====== Text

Salameh’s journey to Colorado began in 1994, when he was convicted of participating in the first World Trade Center attack, which killed six people and injured over 1,000. He served time in several high-security prisons without being subject to communication restrictions, but by 2002, he and a number of other men convicted of terrorism offenses were moved to the ADX.
I first spoke to Salameh in 2017, after he’d been transferred to a different prison. He’d heard that I wanted to write an article about force-feeding in H Unit and offered to tell me his story. It took some months to develop a rapport. Phone calls from the prison cut off after 15 minutes, and prisoners must wait another 30 minutes to call back. “Hello, Ms. Stahl,” he’d say in a soft Jordanian accent. “How are you doing today?” If I mentioned members of my family, he’d ask about them in subsequent calls. After I broke my wrist, he always asked about my health.

============
====== Given records

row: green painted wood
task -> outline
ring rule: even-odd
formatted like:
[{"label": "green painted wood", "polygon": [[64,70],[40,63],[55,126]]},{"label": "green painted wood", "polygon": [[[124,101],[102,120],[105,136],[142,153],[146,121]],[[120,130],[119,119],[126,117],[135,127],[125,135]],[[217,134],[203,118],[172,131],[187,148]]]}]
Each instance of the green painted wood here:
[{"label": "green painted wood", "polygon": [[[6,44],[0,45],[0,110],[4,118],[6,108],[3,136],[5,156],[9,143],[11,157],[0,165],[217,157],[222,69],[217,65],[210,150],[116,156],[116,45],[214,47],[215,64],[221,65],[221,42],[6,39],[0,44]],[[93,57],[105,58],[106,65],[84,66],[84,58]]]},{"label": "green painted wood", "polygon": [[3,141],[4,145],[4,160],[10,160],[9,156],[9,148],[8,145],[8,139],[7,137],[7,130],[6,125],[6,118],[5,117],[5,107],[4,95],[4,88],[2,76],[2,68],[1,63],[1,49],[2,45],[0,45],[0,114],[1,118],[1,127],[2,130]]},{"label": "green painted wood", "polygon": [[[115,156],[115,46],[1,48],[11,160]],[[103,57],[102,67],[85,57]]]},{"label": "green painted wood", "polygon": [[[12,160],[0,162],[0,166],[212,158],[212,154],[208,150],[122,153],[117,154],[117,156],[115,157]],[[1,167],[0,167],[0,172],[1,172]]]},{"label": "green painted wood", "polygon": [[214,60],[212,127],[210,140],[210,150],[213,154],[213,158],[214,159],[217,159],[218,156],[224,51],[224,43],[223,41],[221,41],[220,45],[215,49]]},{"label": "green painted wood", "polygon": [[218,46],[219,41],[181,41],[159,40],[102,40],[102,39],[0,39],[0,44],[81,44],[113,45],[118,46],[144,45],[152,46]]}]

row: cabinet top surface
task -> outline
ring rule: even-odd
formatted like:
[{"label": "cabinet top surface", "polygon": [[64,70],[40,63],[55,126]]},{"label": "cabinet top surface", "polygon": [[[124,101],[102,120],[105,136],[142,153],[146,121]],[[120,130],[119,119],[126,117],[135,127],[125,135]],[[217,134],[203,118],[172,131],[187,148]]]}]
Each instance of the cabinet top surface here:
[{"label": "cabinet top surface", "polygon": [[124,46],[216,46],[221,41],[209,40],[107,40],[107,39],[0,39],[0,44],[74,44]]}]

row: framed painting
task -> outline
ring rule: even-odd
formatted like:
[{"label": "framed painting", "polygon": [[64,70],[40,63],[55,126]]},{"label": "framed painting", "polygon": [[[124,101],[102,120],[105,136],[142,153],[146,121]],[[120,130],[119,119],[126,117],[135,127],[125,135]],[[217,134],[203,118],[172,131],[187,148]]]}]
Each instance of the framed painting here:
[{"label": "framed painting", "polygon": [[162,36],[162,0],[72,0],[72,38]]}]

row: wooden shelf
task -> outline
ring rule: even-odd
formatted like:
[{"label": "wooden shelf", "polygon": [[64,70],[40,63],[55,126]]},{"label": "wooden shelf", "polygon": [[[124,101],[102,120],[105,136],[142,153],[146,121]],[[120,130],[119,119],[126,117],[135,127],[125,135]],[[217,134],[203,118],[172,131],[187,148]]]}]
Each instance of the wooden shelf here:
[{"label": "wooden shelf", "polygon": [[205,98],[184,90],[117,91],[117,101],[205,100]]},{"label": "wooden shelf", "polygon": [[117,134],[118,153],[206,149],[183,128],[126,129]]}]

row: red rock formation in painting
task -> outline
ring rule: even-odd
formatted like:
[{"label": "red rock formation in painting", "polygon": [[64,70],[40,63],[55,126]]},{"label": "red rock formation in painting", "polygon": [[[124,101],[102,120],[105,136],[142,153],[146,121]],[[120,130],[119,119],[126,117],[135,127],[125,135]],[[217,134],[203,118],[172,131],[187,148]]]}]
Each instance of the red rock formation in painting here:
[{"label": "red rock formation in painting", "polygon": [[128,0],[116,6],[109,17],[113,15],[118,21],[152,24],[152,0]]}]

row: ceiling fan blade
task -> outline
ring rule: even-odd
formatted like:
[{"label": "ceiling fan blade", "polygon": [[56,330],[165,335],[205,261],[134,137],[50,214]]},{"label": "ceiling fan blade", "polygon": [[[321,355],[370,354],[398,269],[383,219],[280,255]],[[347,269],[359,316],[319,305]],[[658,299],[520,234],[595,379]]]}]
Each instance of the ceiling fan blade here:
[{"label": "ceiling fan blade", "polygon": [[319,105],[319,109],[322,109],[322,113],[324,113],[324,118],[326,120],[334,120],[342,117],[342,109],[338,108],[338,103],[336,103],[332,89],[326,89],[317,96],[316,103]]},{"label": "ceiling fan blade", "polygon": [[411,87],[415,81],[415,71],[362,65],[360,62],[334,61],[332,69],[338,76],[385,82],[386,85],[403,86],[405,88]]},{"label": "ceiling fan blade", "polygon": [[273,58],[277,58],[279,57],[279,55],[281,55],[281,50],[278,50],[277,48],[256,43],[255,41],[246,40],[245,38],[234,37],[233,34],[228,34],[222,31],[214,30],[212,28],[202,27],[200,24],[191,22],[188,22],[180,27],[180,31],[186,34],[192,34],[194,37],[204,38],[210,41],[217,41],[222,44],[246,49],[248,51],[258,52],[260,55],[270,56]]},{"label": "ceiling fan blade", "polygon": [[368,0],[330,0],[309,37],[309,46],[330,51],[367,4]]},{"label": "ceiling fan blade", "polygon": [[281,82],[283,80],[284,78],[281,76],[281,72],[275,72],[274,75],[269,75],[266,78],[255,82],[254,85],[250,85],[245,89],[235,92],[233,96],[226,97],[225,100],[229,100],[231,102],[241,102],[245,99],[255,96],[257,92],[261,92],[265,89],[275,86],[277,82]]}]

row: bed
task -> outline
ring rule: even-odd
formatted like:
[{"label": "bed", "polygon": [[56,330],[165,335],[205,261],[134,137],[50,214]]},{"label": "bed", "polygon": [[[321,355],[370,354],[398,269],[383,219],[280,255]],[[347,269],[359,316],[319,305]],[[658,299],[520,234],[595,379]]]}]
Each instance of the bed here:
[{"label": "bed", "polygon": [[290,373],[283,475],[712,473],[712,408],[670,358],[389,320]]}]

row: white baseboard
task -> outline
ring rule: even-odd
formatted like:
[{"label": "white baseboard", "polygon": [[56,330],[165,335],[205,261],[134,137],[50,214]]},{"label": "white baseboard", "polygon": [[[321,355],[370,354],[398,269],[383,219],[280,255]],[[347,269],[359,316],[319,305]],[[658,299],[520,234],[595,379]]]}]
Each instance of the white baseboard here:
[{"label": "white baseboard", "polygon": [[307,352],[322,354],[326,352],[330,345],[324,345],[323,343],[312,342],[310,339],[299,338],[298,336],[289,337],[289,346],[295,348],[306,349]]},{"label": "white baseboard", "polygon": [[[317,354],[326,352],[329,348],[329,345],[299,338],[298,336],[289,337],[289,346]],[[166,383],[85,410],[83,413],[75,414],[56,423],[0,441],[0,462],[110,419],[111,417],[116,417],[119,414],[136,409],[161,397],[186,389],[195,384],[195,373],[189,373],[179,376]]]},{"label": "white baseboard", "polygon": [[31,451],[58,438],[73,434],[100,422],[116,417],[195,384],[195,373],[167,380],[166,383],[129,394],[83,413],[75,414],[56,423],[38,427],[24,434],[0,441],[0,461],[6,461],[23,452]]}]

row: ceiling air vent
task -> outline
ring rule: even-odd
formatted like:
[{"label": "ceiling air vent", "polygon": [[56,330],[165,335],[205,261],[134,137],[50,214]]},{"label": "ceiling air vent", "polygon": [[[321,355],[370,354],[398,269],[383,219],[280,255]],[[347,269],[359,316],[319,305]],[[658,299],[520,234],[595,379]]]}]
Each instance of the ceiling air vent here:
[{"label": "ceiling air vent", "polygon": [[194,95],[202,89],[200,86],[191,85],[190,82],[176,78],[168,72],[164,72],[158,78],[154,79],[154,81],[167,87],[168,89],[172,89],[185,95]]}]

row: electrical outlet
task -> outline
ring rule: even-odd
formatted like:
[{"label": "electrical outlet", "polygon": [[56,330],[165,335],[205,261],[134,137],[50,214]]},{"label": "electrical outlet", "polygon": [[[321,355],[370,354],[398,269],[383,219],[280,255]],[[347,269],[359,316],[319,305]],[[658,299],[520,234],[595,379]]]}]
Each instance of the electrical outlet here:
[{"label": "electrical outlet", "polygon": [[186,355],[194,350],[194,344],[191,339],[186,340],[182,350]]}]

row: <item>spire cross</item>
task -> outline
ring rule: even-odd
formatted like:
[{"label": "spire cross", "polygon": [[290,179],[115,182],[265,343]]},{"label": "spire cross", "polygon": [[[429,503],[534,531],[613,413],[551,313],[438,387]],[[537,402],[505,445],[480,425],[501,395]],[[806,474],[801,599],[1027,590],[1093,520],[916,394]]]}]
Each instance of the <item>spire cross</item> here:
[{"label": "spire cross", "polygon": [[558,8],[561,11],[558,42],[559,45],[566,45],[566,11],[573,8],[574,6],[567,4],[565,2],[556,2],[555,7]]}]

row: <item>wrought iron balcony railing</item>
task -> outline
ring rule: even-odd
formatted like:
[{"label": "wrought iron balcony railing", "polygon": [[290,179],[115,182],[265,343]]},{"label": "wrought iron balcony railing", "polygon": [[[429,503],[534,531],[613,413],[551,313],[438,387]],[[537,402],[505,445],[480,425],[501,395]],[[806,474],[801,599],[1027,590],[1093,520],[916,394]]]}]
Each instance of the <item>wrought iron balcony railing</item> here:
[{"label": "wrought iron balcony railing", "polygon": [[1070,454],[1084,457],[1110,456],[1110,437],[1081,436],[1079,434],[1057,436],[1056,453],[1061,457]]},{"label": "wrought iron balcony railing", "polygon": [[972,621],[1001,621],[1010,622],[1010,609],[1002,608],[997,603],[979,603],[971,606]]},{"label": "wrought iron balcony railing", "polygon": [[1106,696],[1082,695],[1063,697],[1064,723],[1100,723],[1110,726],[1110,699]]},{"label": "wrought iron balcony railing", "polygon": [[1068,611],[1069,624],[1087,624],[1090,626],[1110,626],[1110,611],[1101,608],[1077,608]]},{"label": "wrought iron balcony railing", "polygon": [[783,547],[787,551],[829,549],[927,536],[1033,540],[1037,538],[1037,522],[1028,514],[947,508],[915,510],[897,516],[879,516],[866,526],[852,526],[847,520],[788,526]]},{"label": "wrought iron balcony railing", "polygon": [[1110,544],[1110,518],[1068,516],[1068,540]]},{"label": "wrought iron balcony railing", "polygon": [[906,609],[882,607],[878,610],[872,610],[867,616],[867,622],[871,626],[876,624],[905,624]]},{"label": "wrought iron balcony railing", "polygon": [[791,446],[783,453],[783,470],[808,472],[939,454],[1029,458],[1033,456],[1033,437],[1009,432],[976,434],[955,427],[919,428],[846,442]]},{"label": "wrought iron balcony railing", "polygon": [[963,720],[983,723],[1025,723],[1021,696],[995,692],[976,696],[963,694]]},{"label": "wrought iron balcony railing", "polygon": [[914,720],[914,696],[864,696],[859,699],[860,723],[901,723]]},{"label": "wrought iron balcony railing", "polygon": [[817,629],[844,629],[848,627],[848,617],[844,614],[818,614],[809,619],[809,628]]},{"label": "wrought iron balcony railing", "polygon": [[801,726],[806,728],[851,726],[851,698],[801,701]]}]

============

## Exercise goal:
From the text about Salameh above, repeat verbatim the passage starting at "I first spoke" and ending at "about my health.".

## Solution to this exercise:
I first spoke to Salameh in 2017, after he’d been transferred to a different prison. He’d heard that I wanted to write an article about force-feeding in H Unit and offered to tell me his story. It took some months to develop a rapport. Phone calls from the prison cut off after 15 minutes, and prisoners must wait another 30 minutes to call back. “Hello, Ms. Stahl,” he’d say in a soft Jordanian accent. “How are you doing today?” If I mentioned members of my family, he’d ask about them in subsequent calls. After I broke my wrist, he always asked about my health.